Fare impresa, strada obbligata
Corrado Giacomini

L’agricoltura italiana può affrontare la sfida del mercato solo con gli imprenditori veri, quelli cioè che sono riusciti a capitalizzare gli aiuti pubblici finora ricevuti e che oggi devono dimostrare la loro capacità di investire

Sono anni che sulla stampa agricola leggo sempre le stesse cose che riguardano o gli aiuti attesi o il timore della perdita di vecchi aiuti concessi dalla mano pubblica. Alla fine dobbiamo riconoscerlo: l’agricoltura è un settore assistito, anche se cerchiamo di consolarci dicendo che pure gli altri settori lo sono. Le ragioni sono tante e le conosciamo, alcune sono di carattere strutturale – la debolezza del settore agricolo – altre sono legate alle politiche di cui il settore agricolo diventa strumento: il contenimento dei prezzi dei prodotti di base per l’alimentazione, il carattere strategico dell’autosufficienza alimentare, il ruolo svolto dall’agricoltura nella tutela del paesaggio e dell’ambiente, ecc. Le ragioni quindi ci sono, sono tante e tutte giuste, ma sarebbe interessante chiederci cosa sarebbe l’agricoltura italiana oggi senza il fiume di aiuti che ha ricevuto e, soprattutto, cosa potrebbe diventare se questo flusso tendesse ad assottigliarsi, come molti temono, e a scomparire.

DA SVOLGERE:
• A. Rispondi in base al testo sull'agricoltura italiana:
(i) Secondo il sottotitolo, con chi l'agricoltura italiana può affrontare la sfida del mercato?
(ii) Quale ragione di carattere strutturale dell'assistenza al settore viene indicata?
(iii) Di che cosa legge da anni, sulla stampa agricola, chi scrive?
• B. Riprendi il testo sull'agricoltura italiana e proseguilo dopo l'ultima frase riportata.

MATERIALE FORNITO:
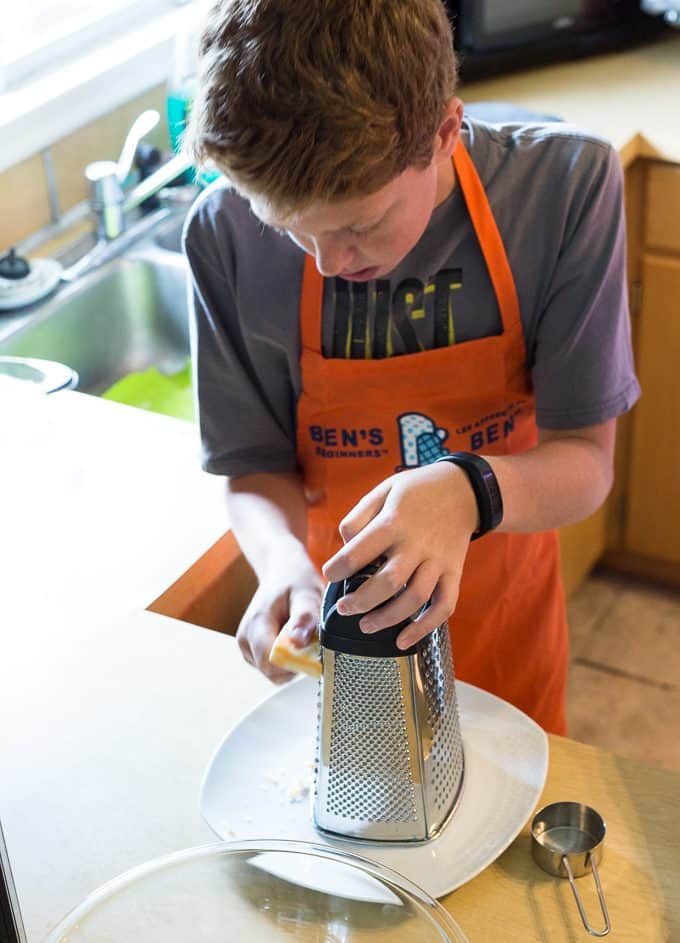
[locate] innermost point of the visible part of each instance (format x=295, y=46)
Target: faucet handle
x=146, y=122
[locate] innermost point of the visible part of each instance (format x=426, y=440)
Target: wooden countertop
x=111, y=712
x=631, y=98
x=514, y=900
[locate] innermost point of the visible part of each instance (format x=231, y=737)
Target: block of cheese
x=285, y=654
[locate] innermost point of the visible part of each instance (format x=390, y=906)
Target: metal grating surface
x=445, y=767
x=370, y=768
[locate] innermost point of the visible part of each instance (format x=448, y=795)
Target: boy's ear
x=449, y=128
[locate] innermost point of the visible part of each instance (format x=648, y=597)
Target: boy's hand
x=421, y=522
x=289, y=593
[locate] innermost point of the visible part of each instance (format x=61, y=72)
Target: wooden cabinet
x=638, y=530
x=643, y=532
x=652, y=523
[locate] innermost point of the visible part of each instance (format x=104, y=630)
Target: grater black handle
x=342, y=633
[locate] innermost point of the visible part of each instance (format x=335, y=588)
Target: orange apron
x=359, y=421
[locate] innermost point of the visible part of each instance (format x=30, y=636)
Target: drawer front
x=662, y=217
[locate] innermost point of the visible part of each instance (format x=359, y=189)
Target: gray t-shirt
x=556, y=194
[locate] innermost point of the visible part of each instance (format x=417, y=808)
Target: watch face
x=485, y=486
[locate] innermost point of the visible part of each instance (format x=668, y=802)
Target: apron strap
x=489, y=238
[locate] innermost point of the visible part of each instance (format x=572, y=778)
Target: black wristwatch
x=485, y=486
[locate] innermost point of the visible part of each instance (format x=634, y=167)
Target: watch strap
x=485, y=487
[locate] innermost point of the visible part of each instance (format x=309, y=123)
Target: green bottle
x=181, y=91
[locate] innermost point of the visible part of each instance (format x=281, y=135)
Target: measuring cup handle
x=570, y=874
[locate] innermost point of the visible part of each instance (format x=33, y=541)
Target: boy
x=383, y=285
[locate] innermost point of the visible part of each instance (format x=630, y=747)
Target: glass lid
x=259, y=892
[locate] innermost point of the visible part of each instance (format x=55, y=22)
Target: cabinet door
x=653, y=518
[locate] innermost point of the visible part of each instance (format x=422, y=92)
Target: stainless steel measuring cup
x=567, y=841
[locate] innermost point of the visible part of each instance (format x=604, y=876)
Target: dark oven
x=494, y=36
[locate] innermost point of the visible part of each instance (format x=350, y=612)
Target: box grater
x=389, y=764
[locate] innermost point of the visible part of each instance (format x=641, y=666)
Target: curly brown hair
x=320, y=100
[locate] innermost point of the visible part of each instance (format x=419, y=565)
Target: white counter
x=109, y=713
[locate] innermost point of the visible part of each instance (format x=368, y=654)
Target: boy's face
x=367, y=237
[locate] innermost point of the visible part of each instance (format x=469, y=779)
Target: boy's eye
x=364, y=232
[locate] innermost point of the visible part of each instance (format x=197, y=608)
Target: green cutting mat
x=159, y=392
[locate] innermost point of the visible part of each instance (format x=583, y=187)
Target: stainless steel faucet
x=108, y=200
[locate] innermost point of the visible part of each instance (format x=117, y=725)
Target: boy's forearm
x=268, y=515
x=563, y=480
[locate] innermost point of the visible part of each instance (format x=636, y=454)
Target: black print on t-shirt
x=372, y=319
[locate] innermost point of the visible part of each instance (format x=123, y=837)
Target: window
x=38, y=35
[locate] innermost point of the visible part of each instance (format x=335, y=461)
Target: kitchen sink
x=125, y=316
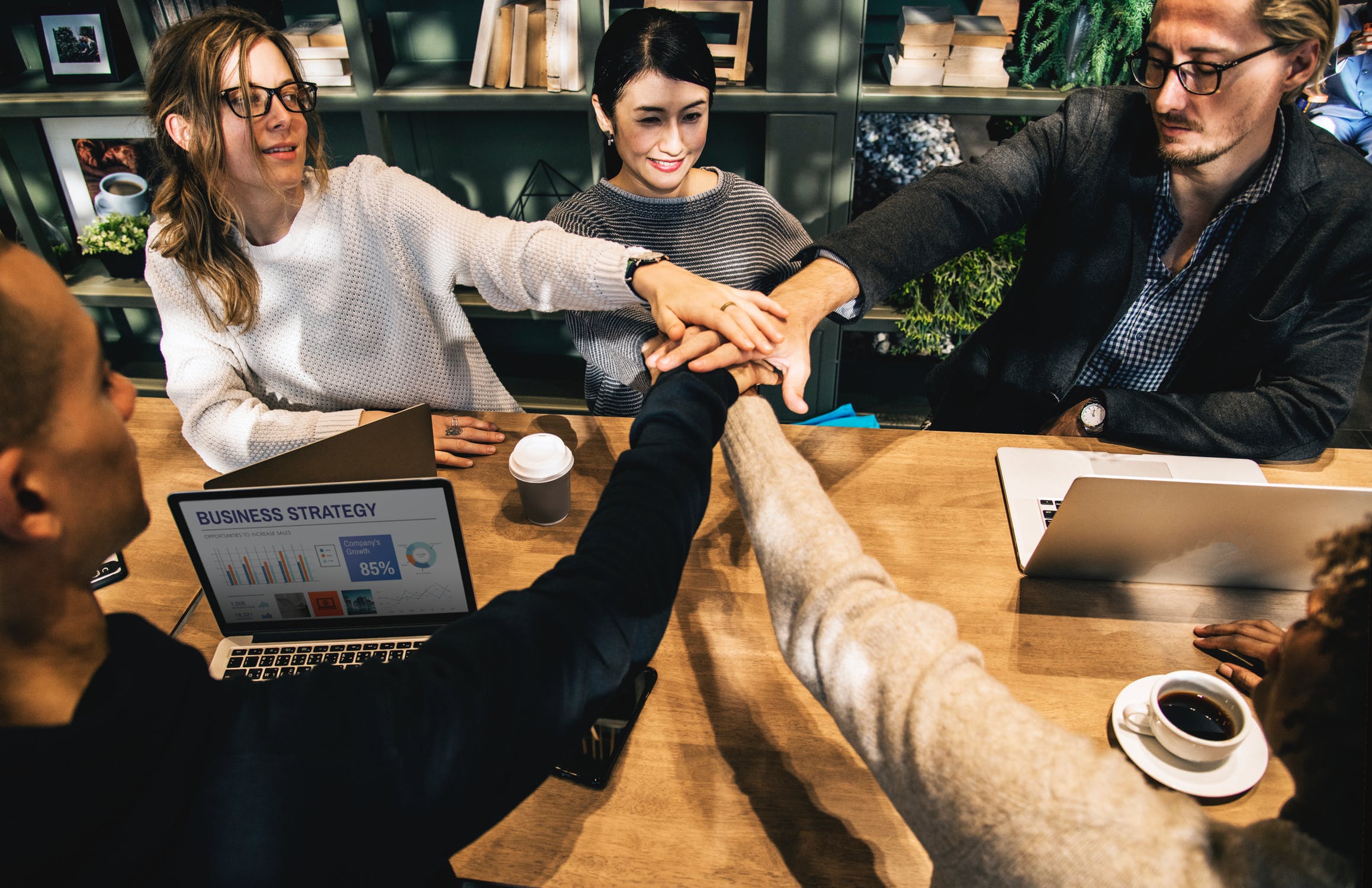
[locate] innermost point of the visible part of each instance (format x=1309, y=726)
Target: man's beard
x=1187, y=160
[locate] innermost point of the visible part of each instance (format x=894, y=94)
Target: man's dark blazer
x=1274, y=361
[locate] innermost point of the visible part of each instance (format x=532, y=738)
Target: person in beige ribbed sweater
x=995, y=792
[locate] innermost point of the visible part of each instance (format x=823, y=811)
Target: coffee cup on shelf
x=1194, y=716
x=124, y=192
x=542, y=470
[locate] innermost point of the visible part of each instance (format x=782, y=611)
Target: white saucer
x=1239, y=773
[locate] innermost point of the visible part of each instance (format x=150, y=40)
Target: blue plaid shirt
x=1142, y=348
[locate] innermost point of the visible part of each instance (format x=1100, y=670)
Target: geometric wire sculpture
x=552, y=190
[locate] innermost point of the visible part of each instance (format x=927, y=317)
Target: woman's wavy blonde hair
x=192, y=204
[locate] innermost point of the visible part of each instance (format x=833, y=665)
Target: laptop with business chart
x=1167, y=519
x=340, y=574
x=400, y=445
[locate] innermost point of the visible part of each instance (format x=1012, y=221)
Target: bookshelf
x=791, y=127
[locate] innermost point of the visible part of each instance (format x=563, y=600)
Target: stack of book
x=531, y=43
x=323, y=53
x=979, y=49
x=918, y=61
x=1006, y=10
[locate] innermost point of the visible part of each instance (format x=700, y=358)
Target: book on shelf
x=485, y=41
x=553, y=47
x=570, y=47
x=330, y=36
x=979, y=31
x=535, y=57
x=320, y=53
x=1006, y=10
x=529, y=46
x=313, y=69
x=927, y=27
x=977, y=57
x=911, y=72
x=519, y=46
x=921, y=54
x=499, y=66
x=332, y=80
x=300, y=33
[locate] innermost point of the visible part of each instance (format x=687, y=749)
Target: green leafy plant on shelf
x=115, y=232
x=1079, y=43
x=944, y=307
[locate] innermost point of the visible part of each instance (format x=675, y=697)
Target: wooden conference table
x=734, y=773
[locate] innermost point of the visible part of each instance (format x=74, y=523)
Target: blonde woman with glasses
x=300, y=301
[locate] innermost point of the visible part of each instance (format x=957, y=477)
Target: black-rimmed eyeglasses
x=298, y=98
x=1200, y=79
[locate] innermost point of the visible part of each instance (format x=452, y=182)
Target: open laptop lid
x=1194, y=533
x=328, y=561
x=394, y=446
x=1033, y=480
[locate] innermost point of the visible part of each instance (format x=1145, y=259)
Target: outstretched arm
x=994, y=791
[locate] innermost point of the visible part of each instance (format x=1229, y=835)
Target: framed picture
x=85, y=150
x=83, y=43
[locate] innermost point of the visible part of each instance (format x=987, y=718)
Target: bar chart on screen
x=266, y=565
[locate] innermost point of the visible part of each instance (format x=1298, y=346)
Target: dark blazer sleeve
x=442, y=746
x=955, y=209
x=1297, y=404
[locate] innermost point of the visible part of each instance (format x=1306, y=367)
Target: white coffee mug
x=1148, y=718
x=124, y=192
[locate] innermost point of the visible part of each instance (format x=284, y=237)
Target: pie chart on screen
x=420, y=555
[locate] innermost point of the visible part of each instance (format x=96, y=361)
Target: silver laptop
x=394, y=446
x=310, y=575
x=1167, y=519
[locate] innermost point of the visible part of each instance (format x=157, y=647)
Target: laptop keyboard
x=265, y=663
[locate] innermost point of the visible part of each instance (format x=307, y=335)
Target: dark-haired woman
x=300, y=301
x=655, y=83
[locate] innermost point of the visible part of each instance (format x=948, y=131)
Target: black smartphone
x=593, y=758
x=111, y=571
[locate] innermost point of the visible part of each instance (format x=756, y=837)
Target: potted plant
x=120, y=242
x=944, y=307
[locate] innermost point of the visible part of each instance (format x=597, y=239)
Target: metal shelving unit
x=803, y=115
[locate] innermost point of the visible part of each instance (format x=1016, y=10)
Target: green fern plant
x=1079, y=43
x=950, y=303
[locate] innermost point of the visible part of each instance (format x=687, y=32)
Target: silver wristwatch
x=1093, y=417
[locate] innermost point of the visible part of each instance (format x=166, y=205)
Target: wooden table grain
x=734, y=773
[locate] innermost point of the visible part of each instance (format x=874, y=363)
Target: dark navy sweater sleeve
x=375, y=774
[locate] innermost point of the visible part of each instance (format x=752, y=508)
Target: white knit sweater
x=357, y=312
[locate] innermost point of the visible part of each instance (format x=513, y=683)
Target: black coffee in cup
x=124, y=187
x=1198, y=716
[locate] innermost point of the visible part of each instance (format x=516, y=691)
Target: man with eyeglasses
x=1197, y=276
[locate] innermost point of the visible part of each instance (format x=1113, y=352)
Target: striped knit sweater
x=734, y=234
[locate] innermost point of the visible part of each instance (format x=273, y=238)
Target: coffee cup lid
x=539, y=458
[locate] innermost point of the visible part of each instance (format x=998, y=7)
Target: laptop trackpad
x=1130, y=468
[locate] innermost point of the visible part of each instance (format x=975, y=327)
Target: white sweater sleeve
x=995, y=792
x=211, y=385
x=513, y=265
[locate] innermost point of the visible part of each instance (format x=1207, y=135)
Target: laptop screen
x=348, y=558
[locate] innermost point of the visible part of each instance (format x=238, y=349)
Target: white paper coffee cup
x=542, y=470
x=126, y=192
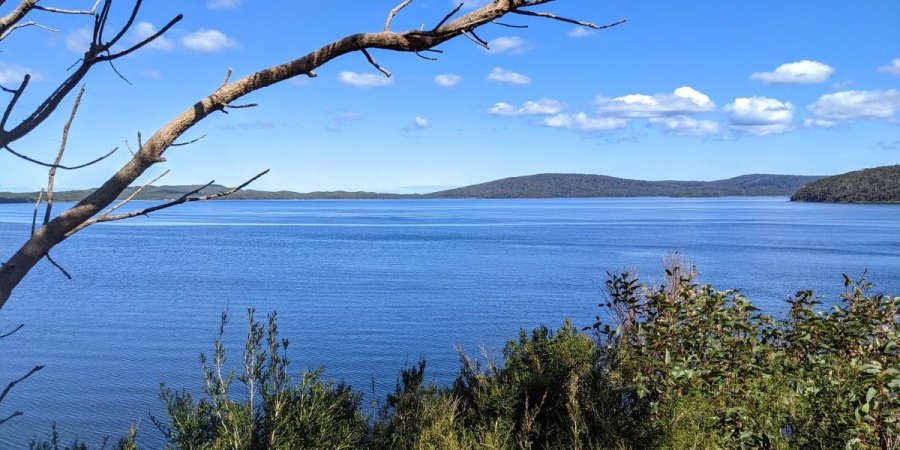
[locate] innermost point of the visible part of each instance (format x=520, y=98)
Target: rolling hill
x=549, y=185
x=876, y=185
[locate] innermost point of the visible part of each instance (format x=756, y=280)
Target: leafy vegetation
x=876, y=185
x=672, y=366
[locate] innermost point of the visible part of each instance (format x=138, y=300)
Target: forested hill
x=558, y=185
x=550, y=185
x=877, y=185
x=174, y=192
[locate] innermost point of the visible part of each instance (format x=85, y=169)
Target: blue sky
x=697, y=90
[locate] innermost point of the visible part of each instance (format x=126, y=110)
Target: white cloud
x=207, y=41
x=852, y=105
x=800, y=72
x=685, y=126
x=580, y=32
x=542, y=107
x=760, y=116
x=512, y=45
x=684, y=100
x=337, y=122
x=583, y=123
x=893, y=68
x=418, y=124
x=819, y=123
x=10, y=74
x=364, y=80
x=447, y=79
x=143, y=30
x=79, y=41
x=842, y=84
x=507, y=76
x=223, y=4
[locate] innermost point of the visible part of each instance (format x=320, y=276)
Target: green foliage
x=876, y=185
x=674, y=366
x=275, y=411
x=814, y=380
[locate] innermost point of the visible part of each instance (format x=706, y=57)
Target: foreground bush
x=674, y=366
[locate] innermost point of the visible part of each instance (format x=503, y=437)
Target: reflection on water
x=363, y=287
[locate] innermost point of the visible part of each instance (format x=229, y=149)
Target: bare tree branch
x=62, y=149
x=372, y=61
x=13, y=383
x=151, y=152
x=41, y=163
x=387, y=25
x=13, y=331
x=186, y=198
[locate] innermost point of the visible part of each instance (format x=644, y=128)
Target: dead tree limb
x=151, y=151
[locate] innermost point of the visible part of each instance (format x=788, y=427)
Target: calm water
x=363, y=287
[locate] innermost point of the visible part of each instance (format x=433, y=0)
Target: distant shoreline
x=550, y=185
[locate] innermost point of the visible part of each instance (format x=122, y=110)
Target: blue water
x=364, y=287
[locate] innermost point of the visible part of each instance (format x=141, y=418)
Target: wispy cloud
x=512, y=45
x=542, y=107
x=447, y=80
x=502, y=75
x=800, y=72
x=893, y=68
x=583, y=123
x=223, y=4
x=685, y=100
x=854, y=105
x=246, y=126
x=685, y=126
x=337, y=122
x=760, y=116
x=418, y=124
x=207, y=41
x=364, y=80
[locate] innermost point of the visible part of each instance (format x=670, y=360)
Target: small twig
x=68, y=11
x=56, y=264
x=23, y=25
x=118, y=73
x=565, y=19
x=508, y=25
x=13, y=331
x=448, y=16
x=37, y=206
x=477, y=41
x=135, y=193
x=12, y=103
x=372, y=61
x=181, y=144
x=387, y=25
x=186, y=198
x=227, y=77
x=13, y=383
x=62, y=149
x=41, y=163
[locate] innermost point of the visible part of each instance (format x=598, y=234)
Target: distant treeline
x=551, y=185
x=877, y=185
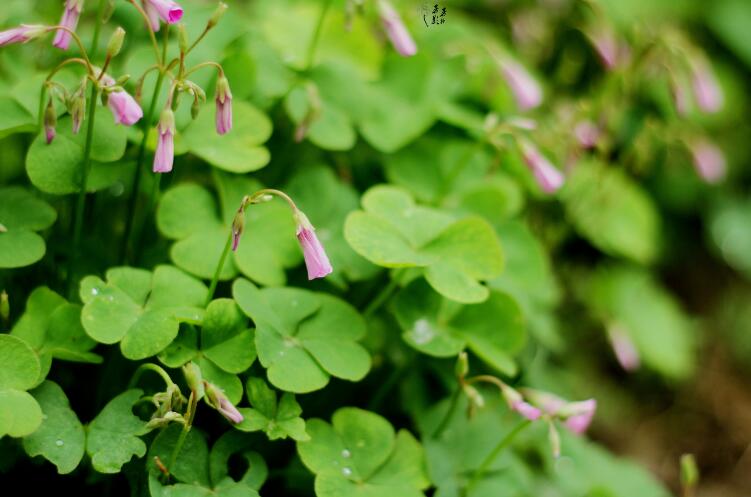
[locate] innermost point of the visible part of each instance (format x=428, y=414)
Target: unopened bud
x=116, y=42
x=461, y=369
x=689, y=471
x=182, y=37
x=194, y=378
x=218, y=13
x=4, y=305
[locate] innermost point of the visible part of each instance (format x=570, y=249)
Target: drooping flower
x=223, y=106
x=624, y=348
x=396, y=30
x=517, y=403
x=69, y=20
x=216, y=398
x=526, y=89
x=165, y=10
x=123, y=106
x=316, y=259
x=165, y=146
x=21, y=34
x=547, y=176
x=707, y=90
x=709, y=160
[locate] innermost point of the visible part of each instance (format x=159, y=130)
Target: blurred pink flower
x=396, y=30
x=69, y=20
x=709, y=160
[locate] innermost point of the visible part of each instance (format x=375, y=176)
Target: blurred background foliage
x=635, y=241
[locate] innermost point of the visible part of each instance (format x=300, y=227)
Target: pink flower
x=709, y=160
x=624, y=349
x=547, y=176
x=223, y=106
x=581, y=414
x=165, y=147
x=123, y=106
x=517, y=403
x=21, y=34
x=707, y=90
x=166, y=10
x=587, y=134
x=315, y=256
x=395, y=30
x=69, y=20
x=526, y=90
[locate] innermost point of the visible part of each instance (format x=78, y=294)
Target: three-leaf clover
x=494, y=329
x=21, y=215
x=189, y=215
x=359, y=454
x=140, y=309
x=456, y=255
x=279, y=418
x=227, y=347
x=303, y=337
x=20, y=414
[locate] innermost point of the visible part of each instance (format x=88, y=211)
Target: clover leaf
x=494, y=329
x=20, y=414
x=329, y=212
x=358, y=454
x=60, y=439
x=188, y=214
x=239, y=151
x=21, y=215
x=57, y=167
x=113, y=436
x=279, y=418
x=139, y=309
x=303, y=337
x=201, y=474
x=392, y=231
x=52, y=327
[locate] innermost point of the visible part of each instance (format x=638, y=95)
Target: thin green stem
x=219, y=267
x=81, y=202
x=316, y=35
x=449, y=413
x=505, y=442
x=147, y=366
x=146, y=125
x=97, y=28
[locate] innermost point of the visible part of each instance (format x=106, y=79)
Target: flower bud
x=116, y=42
x=217, y=15
x=50, y=121
x=182, y=38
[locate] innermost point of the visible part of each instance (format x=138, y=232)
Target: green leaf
x=113, y=436
x=60, y=439
x=280, y=420
x=238, y=151
x=145, y=323
x=393, y=232
x=303, y=337
x=20, y=414
x=359, y=455
x=662, y=333
x=19, y=364
x=612, y=211
x=21, y=213
x=494, y=329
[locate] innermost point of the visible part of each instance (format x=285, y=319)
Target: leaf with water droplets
x=359, y=455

RISPOSTE ALL'ESERCIZIO:
• A.
(i) Solo con gli imprenditori veri, cioè quelli che sono riusciti a capitalizzare gli aiuti pubblici finora ricevuti.
(ii) La debolezza del settore agricolo.
(iii) Sempre delle stesse cose: gli aiuti attesi oppure il timore di perdere vecchi aiuti concessi dalla mano pubblica.

• B.
Nel passato credo che l’effetto più negativo lo abbia prodotto «la cultura dell’assistenzialismo» nella quale sono vissute le nostre aziende sia grandi che piccole, sia contadine che capitalistiche. Operare in un mercato fortemente protetto, con differenziali di prezzo da uno a due volte superiori ai prezzi mondiali, attendendo o il credito agevolato o i contributi a fondo perduto per procedere a investimenti in azienda, ha pesato come una cappa sullo sviluppo della nostra agricoltura. In queste condizioni, gli imprenditori si sono mossi giustamente sul sentiero di sviluppo tracciato dalla politica della Comunità che garantiva il sostegno dei prezzi, decidendo di aumentare il più possibile la produttività dei processi produttivi per raggiungere contemporaneamente due obiettivi: la riduzione dei costi e l’aumento dei ricavi grazie alla permeabilità del mercato alle eccedenze produttive. Ma la logica della rendita che questo consentiva sia alla piccola che alla grande azienda ha di fatto bloccato la dinamica delle strutture fondiarie e non ha stimolato le aziende ad aggregarsi per affrontare la competizione su un mercato che, comunque, era protetto. Mansholt alla fine del periodo transitorio (1968) aveva previsto i pericoli di una politica fortemente assistenziale e proposto le misure per uscirne, ma gli interessi di parte hanno permesso soltanto degli adattamenti marginali fino alla rivoluzione odierna della riforma Fischler, che è passata solo per il nuovo ordine commerciale a dimensione mondiale imposto dalla Wto e perché l’agricoltura nell’opinione pubblica europea non ha più l’importanza di una volta.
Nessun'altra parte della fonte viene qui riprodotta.